## DOCUMENT EXTRACT
"""

Subsection 6.11.1 Heegner points on rank 1 curves

The fun of the subject seems to me to be in the examples.

―Gross - Letter to Birch 1982

So let's do some examples of Heegner point computations, and see how Gross-Zagier gives us important information in a few ways.

Following the algorithm in Cohen, Number theory part I.

Fix an elliptic curve E(\QQ) of conductor N\text{,} we are interested in finding E(\QQ)\text{.} All elliptic curves over \QQ are now known to be modular and hence we may make use of the parameterisation

\begin{equation*} \phi_N \colon X_0(N) \hookrightarrow J_0(N) \twoheadrightarrow E\text{.} \end{equation*}

Over \CC the modular curve is classically

\begin{equation*} \mathcal H / \Gamma_0(N) \end{equation*}

and if E = E_f for f= \sum a_n q^n we have \Phi_w \colon \CC/\Lambda_E \to E(\CC)\text{.} Then the modular parameterisation comes down to

\begin{equation*} \phi(\tau) = \phi_w(z_\tau) = \phi_w\underbrace{\left( c\int_{i\infty}^\tau 2\pi i f(z) \diff z\right)}_{c\sum_{n=1}^\infty \frac{a_n}{n} q^n} \end{equation*}
\begin{equation*} \phi \colon X_0(N) \to \CC/\Lambda \text{.} \end{equation*}

So integrating the q-expansion of a modular form and plugging in \tau gives us the corresponding point in the complex uniformization of the curve because the Abel-Jacobi map is defined by integration.

"""

## INFORMATION SHOWN
"""

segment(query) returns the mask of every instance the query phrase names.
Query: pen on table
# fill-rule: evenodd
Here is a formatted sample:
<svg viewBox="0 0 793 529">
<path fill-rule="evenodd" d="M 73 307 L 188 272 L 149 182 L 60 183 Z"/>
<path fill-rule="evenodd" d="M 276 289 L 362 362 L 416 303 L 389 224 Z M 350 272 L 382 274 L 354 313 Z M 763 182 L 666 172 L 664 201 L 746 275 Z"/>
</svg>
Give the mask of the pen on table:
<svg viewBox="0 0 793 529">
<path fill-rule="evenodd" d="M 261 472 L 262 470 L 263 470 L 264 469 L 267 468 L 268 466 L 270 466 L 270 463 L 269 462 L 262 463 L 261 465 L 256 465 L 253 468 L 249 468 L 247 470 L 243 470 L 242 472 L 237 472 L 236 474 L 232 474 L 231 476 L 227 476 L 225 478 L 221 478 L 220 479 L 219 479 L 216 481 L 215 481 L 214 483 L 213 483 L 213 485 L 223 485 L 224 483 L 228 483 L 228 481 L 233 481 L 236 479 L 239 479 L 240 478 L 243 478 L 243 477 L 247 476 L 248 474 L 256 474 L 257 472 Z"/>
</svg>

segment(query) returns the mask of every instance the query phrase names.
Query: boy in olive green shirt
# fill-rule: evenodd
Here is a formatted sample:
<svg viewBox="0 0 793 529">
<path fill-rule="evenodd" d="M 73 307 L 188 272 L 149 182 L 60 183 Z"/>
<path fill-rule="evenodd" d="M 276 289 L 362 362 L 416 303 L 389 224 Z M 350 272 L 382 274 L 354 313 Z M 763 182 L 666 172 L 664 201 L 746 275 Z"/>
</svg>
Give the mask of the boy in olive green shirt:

"""

## GOAL
In the text on Heegner points, which source's algorithm is being followed? The material is separate from the text on Heegner points.

## CORRECT ANSWER
The algorithm in Cohen, Number theory part I.